# APPLY WHAT YOU READ
1 – Name every substance that the heart attack passage says plaque is mostly made of.
2 – Output the portion of the heart attack passage that begins at the words "Bad cholesterol, also" and ends after the words "up over time.", character for character.
3 – For each statement, say whether the heart attack passage supports it: (a) Acute myocardial infarction is the medical name for a heart attack. (b) The body cannot produce cholesterol on its own. (c) The coronary arteries take oxygen-rich blood to the heart muscle. Answer each with yes or no and quote the words from the passage that settle it.

# PASSAGE PROVIDED
• • • • • • •

Acute Myocardial Infraction
Acute myocardial infarction is the medical name for a heart attack. A heart attack is a life-threatening condition that occurs when blood flow to the heart muscle is abruptly cut off, causing tissue damage. This is usually the result of a blockage in one or more of the coronary arteries. A blockage can develop due to a buildup of plaque, a substance mostly made of fat, cholesterol, and cellular waste products.
While the classic symptoms of a heart attack are chest pain and shortness of breath, the symptoms can be quite varied. The most common symptoms of a heart attack include:
- pressure or tightness in the chest
- pain in the chest, back, jaw, and other areas of the upper body that lasts more than a few minutes or that goes away and comes back
- shortness of breath
- a cough
- a fast heart rate
Your heart is the main organ in your cardiovascular system, which also includes different types of blood vessels. Some of the most important vessels are the arteries. They take oxygen-rich blood to your body and all of your organs. The coronary arteries take oxygen rich blood specifically to your heart muscle. When these arteries become blocked or narrowed due to a buildup of plaque, the blood flow to your heart can decrease significantly or stop completely. This can cause a heart attack. Several factors may lead to a blockage in the coronary arteries.
Bad cholesterol, also called low-density lipoprotein (LDL), is one of the leading causes of a blockage in the arteries. Cholesterol is a colorless substance that’s found in the food you eat. Your body also makes it naturally. Not all cholesterol is bad, but LDL cholesterol can stick to the walls of your arteries and produce plaque. Plaque is a hard substance that blocks blood flow in the arteries. Blood platelets, which help the blood to clot, may stick to the plaque and build up over time.

• • • • • • •

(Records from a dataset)
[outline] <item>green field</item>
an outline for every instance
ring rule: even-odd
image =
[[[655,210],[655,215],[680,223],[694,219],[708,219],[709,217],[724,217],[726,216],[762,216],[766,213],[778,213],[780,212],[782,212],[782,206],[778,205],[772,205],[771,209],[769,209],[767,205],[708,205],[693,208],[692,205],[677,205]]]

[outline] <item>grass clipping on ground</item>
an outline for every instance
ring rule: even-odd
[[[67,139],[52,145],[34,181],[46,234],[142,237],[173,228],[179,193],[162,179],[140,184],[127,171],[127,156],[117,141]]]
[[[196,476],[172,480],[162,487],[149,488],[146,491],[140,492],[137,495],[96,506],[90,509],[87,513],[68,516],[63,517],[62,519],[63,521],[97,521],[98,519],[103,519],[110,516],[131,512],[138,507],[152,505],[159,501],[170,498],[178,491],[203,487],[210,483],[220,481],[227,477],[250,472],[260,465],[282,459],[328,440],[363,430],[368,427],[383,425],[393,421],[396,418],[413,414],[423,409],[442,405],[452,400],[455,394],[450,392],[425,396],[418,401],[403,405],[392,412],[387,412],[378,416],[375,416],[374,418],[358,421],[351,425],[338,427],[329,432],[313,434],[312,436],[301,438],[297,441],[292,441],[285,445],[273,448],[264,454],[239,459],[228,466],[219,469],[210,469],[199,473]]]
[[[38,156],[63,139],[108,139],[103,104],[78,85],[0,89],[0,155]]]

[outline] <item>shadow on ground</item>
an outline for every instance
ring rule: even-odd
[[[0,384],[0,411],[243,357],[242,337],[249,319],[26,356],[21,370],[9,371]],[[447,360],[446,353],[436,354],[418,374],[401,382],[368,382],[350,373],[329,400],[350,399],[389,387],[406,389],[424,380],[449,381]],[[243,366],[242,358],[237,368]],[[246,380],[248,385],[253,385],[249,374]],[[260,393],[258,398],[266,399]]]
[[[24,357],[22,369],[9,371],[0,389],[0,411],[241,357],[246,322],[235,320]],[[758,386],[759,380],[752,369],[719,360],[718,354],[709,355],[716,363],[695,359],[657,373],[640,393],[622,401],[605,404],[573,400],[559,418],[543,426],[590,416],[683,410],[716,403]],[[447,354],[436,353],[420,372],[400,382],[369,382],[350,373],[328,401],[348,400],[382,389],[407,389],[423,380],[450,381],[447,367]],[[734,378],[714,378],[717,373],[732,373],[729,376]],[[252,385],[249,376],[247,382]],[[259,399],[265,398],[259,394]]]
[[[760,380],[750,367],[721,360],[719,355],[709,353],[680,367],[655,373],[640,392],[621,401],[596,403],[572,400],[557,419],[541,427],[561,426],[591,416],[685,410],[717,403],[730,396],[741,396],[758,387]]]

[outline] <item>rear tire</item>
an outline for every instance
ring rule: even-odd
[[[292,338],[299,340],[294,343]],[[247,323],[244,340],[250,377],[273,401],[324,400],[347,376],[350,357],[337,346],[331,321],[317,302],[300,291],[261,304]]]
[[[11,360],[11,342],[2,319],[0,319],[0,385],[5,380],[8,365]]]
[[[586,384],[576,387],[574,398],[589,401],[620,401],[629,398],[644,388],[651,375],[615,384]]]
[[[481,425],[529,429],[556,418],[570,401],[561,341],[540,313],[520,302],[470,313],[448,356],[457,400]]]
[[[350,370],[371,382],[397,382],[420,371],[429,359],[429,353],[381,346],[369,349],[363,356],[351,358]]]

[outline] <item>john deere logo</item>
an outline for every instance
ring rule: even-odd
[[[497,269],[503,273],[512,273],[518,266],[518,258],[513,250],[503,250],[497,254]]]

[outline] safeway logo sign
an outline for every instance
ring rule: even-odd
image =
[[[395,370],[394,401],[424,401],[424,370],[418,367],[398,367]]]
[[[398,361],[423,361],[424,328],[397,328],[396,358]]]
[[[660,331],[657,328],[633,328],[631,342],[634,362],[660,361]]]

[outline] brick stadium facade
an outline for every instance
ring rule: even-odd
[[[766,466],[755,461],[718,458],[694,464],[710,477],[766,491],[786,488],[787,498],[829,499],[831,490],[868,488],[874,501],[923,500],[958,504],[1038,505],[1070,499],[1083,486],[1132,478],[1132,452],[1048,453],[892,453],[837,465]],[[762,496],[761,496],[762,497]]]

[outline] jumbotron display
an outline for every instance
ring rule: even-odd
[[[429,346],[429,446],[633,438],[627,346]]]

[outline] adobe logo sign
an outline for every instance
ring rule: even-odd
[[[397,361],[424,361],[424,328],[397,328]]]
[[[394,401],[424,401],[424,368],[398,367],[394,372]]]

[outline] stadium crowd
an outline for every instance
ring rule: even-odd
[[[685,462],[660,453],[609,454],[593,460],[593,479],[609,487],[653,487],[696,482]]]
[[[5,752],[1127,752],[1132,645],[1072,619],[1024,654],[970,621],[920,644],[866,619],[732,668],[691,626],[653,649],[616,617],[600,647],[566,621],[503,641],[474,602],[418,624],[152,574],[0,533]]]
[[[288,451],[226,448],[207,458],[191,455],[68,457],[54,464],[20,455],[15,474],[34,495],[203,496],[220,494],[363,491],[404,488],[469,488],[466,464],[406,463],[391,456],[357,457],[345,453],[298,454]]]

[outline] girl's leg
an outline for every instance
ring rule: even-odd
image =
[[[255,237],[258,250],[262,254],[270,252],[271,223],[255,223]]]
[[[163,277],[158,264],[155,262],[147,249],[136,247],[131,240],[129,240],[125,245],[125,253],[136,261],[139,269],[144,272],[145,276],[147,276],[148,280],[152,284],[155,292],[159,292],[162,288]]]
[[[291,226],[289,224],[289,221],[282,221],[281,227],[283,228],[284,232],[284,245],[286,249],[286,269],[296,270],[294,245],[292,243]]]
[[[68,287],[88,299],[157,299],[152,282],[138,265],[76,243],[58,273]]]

• • • • • • •

# ANSWERS TO THE TASKS
1 – Fat, cholesterol, and cellular waste products.

2 –
Bad cholesterol, also called low-density lipoprotein (LDL), is one of the leading causes of a blockage in the arteries. Cholesterol is a colorless substance that’s found in the food you eat. Your body also makes it naturally. Not all cholesterol is bad, but LDL cholesterol can stick to the walls of your arteries and produce plaque. Plaque is a hard substance that blocks blood flow in the arteries. Blood platelets, which help the blood to clot, may stick to the plaque and build up over time.

3 –
(a) Yes: "Acute myocardial infarction is the medical name for a heart attack."
(b) No: "Your body also makes it naturally."
(c) Yes: "The coronary arteries take oxygen rich blood specifically to your heart muscle."